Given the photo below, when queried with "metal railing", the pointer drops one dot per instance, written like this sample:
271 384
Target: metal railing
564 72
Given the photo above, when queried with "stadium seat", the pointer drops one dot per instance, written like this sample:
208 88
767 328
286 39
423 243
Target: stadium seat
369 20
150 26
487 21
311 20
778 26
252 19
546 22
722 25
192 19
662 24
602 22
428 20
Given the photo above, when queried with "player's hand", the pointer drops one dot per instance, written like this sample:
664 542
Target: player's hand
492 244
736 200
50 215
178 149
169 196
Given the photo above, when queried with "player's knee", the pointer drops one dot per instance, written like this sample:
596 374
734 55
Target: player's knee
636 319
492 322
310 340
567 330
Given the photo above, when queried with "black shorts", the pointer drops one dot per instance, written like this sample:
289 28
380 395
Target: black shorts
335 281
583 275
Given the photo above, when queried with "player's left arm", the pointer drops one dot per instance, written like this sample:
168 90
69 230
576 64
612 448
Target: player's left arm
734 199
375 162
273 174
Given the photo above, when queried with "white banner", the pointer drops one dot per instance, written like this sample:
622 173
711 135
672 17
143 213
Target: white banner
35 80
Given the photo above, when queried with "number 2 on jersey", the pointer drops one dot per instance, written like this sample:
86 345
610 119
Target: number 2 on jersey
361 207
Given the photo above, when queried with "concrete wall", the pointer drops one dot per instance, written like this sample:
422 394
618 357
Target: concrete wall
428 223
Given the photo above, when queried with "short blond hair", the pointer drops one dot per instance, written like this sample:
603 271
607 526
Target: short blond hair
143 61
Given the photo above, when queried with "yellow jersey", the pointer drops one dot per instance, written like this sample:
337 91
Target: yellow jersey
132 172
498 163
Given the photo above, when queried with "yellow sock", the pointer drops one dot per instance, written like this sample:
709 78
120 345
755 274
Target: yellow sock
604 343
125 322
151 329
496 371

########################################

◆ What you should do: Each line above must be reproduced exactly as it stands.

◆ The reply:
Given the photo below, when queried with "metal railing", the pointer drops one dot per instance, written like this sample:
271 384
Target: metal railing
564 72
Given the photo above, when queried with "stadium seat", the pointer drops one dot per instance, written like this sample:
208 88
767 328
286 39
423 243
Target: stadium seat
369 20
150 26
487 21
311 20
778 26
252 19
546 22
722 25
192 19
662 24
602 22
428 20
Given the photo above, when queried with "player's hand", the pointer drops one dot per instance, written like this sample:
664 542
Target: player's hand
492 244
736 200
50 215
178 149
169 196
Given the photo above, when queried with "player's knee", the pointer drops one dot per instance, written like this sample:
596 374
734 55
Target: player's knee
636 319
492 322
310 340
567 330
Given the photo above, when queried with "black shorts", the pointer drops one dot per instance, written like this sample:
289 28
380 395
Target: black shorts
335 281
583 275
Given the photo above, when queried with "player's left arm", the pointer drops one dot per instance, written like this sample:
168 90
69 230
576 64
612 448
Target: player's left arm
734 199
375 162
273 174
Given the photo above, when queried with "white banner", the pointer drops one dot per instance, written like this sample:
622 173
711 135
672 17
143 213
Target: white banner
35 80
Given the photo above, when queried with "number 2 on jersey", the pointer drops one dot per instance, written like this sample:
86 345
610 119
Target: number 2 on jersey
361 207
Given the photo above, when queried with "concrete wall", the pointer drops one dot per instance, written like this sample:
422 394
618 357
Target: concrete wall
428 223
Given the photo above, when queried with "short blond hair", the pointer drops one dot per instance, written like this sample:
603 271
607 526
Target: short blond hair
143 61
Given the photo above, when queried with "yellow jersey", the pointer drops one dot per instance, written like this sample:
337 91
Target: yellow jersey
132 172
498 163
Given the photo above, when queried with "yellow sock", the pointer drops one dot per instance, written like this sample:
709 78
120 345
755 274
Target: yellow sock
604 343
125 322
151 329
496 371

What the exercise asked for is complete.